**EXERCISE**
Please put everything from the start of the material down to the line containing "pixel 525 215", both ends included, into a Markdown table with the columns Row and Line, one nonblank line per row and nothing beyond that stretch. Leave the pictures and any blank lines out.

**INFORMATION SUPPLIED**
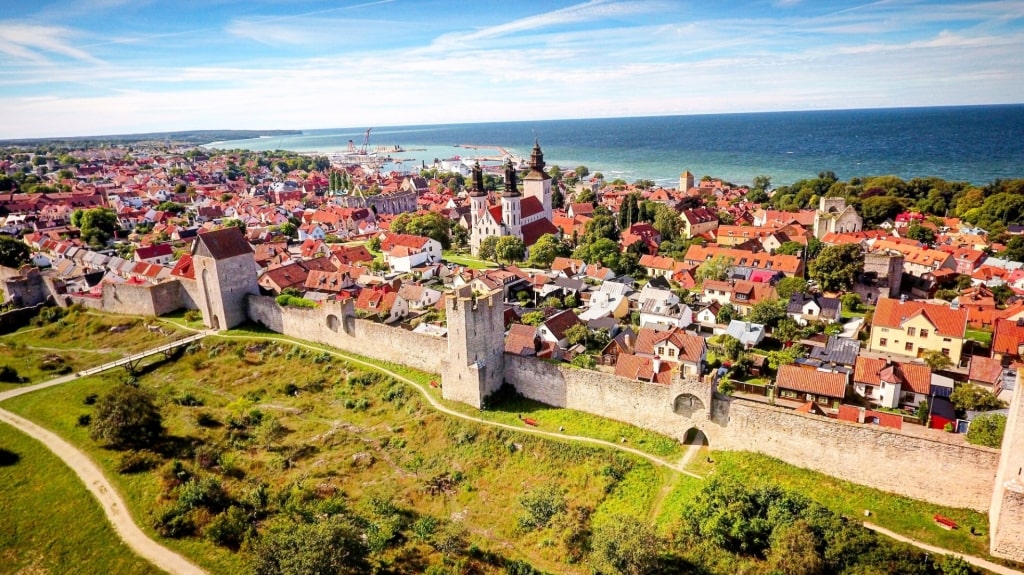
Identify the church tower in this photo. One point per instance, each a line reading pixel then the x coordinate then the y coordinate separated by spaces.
pixel 538 182
pixel 685 181
pixel 511 213
pixel 477 207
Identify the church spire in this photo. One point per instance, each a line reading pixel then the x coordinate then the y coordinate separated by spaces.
pixel 511 188
pixel 477 186
pixel 537 158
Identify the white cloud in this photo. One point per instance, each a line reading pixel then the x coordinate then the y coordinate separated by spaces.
pixel 36 44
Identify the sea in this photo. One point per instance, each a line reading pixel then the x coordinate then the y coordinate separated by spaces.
pixel 976 144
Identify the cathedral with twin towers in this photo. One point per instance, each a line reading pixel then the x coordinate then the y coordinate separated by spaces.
pixel 525 215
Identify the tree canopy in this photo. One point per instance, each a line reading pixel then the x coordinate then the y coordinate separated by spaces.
pixel 837 266
pixel 128 415
pixel 13 253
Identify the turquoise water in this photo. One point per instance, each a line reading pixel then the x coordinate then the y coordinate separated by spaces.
pixel 962 143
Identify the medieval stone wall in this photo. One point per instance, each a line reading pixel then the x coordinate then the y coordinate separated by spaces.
pixel 334 323
pixel 944 473
pixel 134 300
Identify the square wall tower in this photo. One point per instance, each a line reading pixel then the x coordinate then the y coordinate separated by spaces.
pixel 475 365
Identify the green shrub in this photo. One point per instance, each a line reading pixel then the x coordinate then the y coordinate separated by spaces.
pixel 230 528
pixel 9 376
pixel 135 461
pixel 540 505
pixel 173 521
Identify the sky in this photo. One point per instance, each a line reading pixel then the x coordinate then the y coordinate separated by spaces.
pixel 109 67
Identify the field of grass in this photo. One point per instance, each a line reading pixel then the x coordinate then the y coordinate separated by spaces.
pixel 78 341
pixel 467 260
pixel 904 516
pixel 41 498
pixel 341 435
pixel 980 336
pixel 343 431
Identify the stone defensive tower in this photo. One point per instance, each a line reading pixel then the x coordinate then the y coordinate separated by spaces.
pixel 1006 517
pixel 225 273
pixel 475 365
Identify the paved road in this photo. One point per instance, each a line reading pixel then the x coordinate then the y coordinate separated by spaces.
pixel 110 499
pixel 93 478
pixel 976 561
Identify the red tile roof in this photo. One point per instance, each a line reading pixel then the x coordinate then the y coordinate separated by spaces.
pixel 947 321
pixel 911 377
pixel 1008 337
pixel 811 381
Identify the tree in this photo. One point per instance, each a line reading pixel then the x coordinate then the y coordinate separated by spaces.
pixel 716 269
pixel 791 248
pixel 532 318
pixel 509 249
pixel 921 233
pixel 726 314
pixel 790 285
pixel 936 359
pixel 786 330
pixel 794 550
pixel 432 225
pixel 128 415
pixel 987 430
pixel 878 209
pixel 731 346
pixel 969 397
pixel 96 225
pixel 767 312
pixel 13 253
pixel 332 545
pixel 547 248
pixel 851 302
pixel 487 245
pixel 837 267
pixel 577 334
pixel 624 544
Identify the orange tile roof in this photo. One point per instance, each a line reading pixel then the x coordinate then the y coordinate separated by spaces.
pixel 872 370
pixel 947 321
pixel 1008 337
pixel 811 381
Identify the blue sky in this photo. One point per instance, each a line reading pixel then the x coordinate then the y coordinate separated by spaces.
pixel 101 67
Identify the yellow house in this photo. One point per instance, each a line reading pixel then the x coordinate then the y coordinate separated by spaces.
pixel 913 327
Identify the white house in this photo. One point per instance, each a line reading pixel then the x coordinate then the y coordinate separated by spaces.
pixel 403 252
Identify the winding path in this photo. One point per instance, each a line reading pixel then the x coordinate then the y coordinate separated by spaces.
pixel 124 525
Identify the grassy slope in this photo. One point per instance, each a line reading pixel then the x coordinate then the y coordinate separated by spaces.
pixel 41 498
pixel 58 407
pixel 81 340
pixel 408 442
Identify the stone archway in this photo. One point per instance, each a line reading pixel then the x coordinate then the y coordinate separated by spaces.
pixel 687 405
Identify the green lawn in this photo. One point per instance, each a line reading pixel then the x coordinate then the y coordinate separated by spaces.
pixel 467 260
pixel 904 516
pixel 980 336
pixel 78 341
pixel 42 497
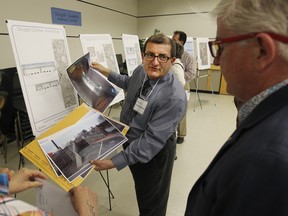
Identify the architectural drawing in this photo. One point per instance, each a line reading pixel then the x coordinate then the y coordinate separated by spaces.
pixel 42 56
pixel 132 52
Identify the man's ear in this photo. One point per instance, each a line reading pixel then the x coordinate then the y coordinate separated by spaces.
pixel 267 50
pixel 172 60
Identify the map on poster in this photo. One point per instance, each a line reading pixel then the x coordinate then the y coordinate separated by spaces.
pixel 42 56
pixel 101 49
pixel 132 52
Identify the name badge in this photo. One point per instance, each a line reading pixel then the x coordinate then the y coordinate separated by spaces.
pixel 140 106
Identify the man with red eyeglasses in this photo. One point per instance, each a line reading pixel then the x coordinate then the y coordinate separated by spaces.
pixel 249 175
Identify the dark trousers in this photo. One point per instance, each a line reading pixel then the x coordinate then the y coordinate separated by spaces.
pixel 152 181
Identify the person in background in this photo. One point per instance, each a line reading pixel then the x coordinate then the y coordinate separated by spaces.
pixel 249 175
pixel 177 67
pixel 153 114
pixel 189 64
pixel 178 70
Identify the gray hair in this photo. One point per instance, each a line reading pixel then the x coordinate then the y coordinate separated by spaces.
pixel 247 16
pixel 161 39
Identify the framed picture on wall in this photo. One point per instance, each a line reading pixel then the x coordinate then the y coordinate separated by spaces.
pixel 203 56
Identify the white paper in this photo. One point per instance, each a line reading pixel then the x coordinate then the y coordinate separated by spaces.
pixel 203 55
pixel 101 49
pixel 132 52
pixel 42 56
pixel 53 199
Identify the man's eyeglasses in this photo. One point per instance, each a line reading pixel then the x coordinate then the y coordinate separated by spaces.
pixel 161 57
pixel 216 48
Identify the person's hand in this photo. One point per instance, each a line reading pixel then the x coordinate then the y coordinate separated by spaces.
pixel 105 71
pixel 102 164
pixel 7 171
pixel 24 179
pixel 84 201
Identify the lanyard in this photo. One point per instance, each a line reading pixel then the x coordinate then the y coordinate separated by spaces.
pixel 143 97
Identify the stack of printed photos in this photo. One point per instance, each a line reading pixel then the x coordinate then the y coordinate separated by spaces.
pixel 65 150
pixel 70 150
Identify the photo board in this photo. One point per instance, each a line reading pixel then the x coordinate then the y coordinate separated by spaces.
pixel 42 57
pixel 189 46
pixel 203 55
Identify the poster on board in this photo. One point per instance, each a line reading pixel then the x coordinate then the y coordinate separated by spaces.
pixel 203 55
pixel 101 49
pixel 132 52
pixel 42 57
pixel 189 46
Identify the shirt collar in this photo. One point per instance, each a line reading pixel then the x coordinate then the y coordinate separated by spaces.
pixel 250 105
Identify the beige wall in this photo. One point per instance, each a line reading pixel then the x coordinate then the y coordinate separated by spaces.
pixel 95 20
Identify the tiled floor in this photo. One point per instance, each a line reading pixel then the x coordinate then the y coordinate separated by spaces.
pixel 207 131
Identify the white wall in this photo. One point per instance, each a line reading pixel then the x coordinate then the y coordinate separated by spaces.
pixel 190 16
pixel 115 17
pixel 94 20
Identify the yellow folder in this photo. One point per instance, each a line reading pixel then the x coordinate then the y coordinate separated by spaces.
pixel 34 153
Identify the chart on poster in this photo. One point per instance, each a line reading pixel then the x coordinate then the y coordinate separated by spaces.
pixel 101 49
pixel 132 52
pixel 42 56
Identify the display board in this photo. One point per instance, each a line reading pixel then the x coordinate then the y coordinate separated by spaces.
pixel 42 57
pixel 101 49
pixel 132 52
pixel 203 55
pixel 189 46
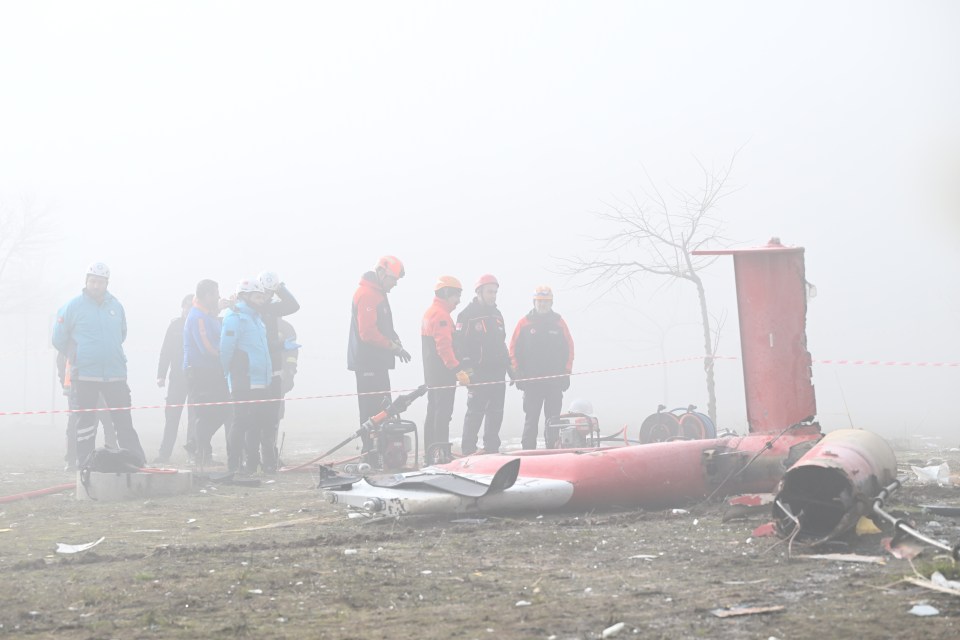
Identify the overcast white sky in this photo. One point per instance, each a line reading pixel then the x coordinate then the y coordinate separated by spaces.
pixel 182 140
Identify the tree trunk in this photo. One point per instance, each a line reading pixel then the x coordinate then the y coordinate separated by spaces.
pixel 707 347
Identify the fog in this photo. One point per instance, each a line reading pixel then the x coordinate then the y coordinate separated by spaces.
pixel 177 141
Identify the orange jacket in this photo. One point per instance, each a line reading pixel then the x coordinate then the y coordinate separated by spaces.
pixel 439 360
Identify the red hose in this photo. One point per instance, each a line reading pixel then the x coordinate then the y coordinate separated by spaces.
pixel 38 492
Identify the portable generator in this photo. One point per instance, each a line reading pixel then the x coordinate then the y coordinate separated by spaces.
pixel 392 444
pixel 572 431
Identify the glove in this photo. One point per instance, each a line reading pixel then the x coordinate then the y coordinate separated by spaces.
pixel 402 354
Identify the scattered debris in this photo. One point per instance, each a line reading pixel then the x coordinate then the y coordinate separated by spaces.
pixel 845 557
pixel 939 474
pixel 866 527
pixel 274 525
pixel 77 548
pixel 924 610
pixel 937 582
pixel 941 509
pixel 732 612
pixel 903 548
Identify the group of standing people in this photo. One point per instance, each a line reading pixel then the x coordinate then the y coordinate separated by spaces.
pixel 472 351
pixel 235 359
pixel 216 351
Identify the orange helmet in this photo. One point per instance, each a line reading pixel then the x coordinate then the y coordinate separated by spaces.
pixel 392 266
pixel 486 278
pixel 543 292
pixel 447 281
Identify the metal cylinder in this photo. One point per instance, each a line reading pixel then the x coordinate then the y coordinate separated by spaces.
pixel 834 484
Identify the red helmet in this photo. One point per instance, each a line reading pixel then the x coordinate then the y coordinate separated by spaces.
pixel 392 266
pixel 487 278
pixel 444 282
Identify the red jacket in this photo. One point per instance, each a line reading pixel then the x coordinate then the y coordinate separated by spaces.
pixel 541 346
pixel 440 363
pixel 371 328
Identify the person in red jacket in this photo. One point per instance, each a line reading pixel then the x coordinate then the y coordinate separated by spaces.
pixel 441 369
pixel 374 345
pixel 541 346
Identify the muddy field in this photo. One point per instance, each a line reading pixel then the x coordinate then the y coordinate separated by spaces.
pixel 276 561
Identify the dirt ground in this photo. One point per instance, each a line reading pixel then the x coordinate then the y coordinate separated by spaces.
pixel 276 561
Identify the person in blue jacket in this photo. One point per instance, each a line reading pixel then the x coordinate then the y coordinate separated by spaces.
pixel 245 358
pixel 89 332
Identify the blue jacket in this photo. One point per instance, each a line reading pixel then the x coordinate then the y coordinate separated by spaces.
pixel 244 352
pixel 201 339
pixel 91 334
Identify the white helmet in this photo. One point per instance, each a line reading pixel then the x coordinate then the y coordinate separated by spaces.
pixel 581 405
pixel 99 269
pixel 249 286
pixel 269 279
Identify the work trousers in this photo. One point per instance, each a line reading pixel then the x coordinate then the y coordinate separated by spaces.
pixel 115 394
pixel 539 395
pixel 265 439
pixel 109 432
pixel 436 426
pixel 176 395
pixel 250 419
pixel 207 385
pixel 377 385
pixel 484 406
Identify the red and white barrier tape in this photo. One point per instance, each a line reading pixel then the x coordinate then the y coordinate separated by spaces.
pixel 888 363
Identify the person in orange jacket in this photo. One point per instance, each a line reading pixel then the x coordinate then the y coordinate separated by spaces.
pixel 541 347
pixel 441 369
pixel 374 346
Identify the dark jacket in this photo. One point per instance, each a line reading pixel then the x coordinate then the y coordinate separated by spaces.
pixel 371 328
pixel 480 341
pixel 244 352
pixel 201 339
pixel 171 351
pixel 541 345
pixel 440 363
pixel 271 313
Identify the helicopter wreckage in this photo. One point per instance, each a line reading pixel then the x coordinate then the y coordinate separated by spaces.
pixel 823 483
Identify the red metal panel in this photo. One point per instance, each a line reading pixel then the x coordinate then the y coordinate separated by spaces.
pixel 772 305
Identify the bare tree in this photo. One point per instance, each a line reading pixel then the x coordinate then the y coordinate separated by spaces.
pixel 657 237
pixel 25 231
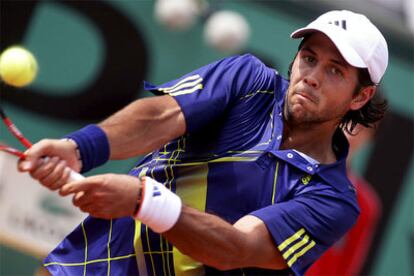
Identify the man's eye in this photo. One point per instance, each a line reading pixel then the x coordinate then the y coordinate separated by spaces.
pixel 336 71
pixel 309 59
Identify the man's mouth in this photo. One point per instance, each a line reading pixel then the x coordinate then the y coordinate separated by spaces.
pixel 306 96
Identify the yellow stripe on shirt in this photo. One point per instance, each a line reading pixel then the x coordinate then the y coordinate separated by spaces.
pixel 291 239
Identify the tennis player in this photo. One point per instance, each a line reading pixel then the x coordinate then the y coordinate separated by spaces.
pixel 245 171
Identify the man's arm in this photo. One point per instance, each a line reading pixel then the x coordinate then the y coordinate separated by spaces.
pixel 139 128
pixel 214 242
pixel 204 237
pixel 143 126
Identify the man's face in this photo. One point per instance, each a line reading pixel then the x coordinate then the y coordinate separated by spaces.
pixel 322 84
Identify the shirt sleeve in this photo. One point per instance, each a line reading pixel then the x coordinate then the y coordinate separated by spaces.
pixel 205 93
pixel 306 226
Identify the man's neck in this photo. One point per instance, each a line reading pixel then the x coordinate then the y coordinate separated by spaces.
pixel 315 141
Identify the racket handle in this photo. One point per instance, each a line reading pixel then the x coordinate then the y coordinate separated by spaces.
pixel 73 176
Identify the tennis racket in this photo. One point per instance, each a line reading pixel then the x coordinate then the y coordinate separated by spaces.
pixel 11 127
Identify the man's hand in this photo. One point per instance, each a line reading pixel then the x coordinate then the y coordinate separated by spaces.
pixel 54 171
pixel 105 196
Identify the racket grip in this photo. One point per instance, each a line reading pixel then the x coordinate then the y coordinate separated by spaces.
pixel 73 176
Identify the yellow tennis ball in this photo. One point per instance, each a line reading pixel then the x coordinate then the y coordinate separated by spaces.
pixel 18 67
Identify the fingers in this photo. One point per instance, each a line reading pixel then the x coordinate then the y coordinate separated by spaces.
pixel 63 149
pixel 34 154
pixel 77 186
pixel 57 177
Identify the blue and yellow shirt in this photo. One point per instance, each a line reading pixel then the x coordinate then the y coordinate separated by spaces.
pixel 229 164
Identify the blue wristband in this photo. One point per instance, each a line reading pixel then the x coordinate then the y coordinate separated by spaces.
pixel 93 146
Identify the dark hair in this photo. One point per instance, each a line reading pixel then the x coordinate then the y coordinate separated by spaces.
pixel 372 112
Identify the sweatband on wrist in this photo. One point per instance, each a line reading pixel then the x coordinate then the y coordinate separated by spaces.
pixel 93 146
pixel 160 208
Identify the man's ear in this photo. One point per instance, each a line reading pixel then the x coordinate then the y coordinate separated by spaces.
pixel 364 95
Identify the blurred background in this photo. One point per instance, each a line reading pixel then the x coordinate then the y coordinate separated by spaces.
pixel 94 55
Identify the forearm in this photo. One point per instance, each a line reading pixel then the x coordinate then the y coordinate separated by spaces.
pixel 215 242
pixel 207 238
pixel 143 126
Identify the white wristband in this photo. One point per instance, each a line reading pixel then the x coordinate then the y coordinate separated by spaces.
pixel 160 208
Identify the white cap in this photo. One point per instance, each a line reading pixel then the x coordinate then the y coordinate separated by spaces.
pixel 360 43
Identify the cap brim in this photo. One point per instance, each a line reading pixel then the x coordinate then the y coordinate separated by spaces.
pixel 335 35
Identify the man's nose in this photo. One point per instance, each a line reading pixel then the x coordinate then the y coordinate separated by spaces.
pixel 313 78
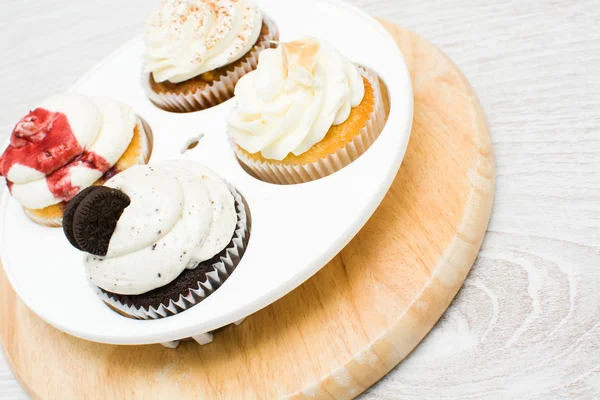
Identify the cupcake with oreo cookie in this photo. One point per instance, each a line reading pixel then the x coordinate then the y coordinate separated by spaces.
pixel 66 144
pixel 197 50
pixel 159 239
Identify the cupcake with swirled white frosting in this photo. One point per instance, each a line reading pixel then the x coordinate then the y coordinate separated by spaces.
pixel 304 113
pixel 67 143
pixel 197 50
pixel 159 239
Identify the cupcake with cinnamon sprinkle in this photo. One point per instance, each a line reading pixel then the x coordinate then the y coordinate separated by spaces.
pixel 68 143
pixel 305 113
pixel 197 50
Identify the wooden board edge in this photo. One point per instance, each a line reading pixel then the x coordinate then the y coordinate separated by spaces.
pixel 388 350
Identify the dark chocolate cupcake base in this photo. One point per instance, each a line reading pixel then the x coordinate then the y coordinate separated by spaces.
pixel 193 285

**RESULT BELOW**
| Row | Line |
|---|---|
| 1 | Identify the church tower in this photo. One point per instance, each a line reading pixel then the x coordinate then the y coordinate separated by spaces. |
| 2 | pixel 538 182 |
| 3 | pixel 685 181 |
| 4 | pixel 511 213 |
| 5 | pixel 477 207 |
| 6 | Identify the church spire in this photo. One point per instance, each a line reading pixel then the x coordinate then the y coordinate separated by spaces. |
| 7 | pixel 511 188 |
| 8 | pixel 477 186 |
| 9 | pixel 537 158 |
| 10 | Identify the white cloud in this photo. One point per instance, each a line reading pixel then the x coordinate then the y coordinate separated by spaces. |
| 11 | pixel 36 44 |
| 12 | Identify the sea in this photo. One point per instance, each a line reading pixel then the x coordinate then the y coordinate separated by spaces. |
| 13 | pixel 976 144 |
| 14 | Identify the cathedral with twin towers in this photo. One point per instance, each a line reading pixel then the x coordinate then the y coordinate separated by spaces. |
| 15 | pixel 525 215 |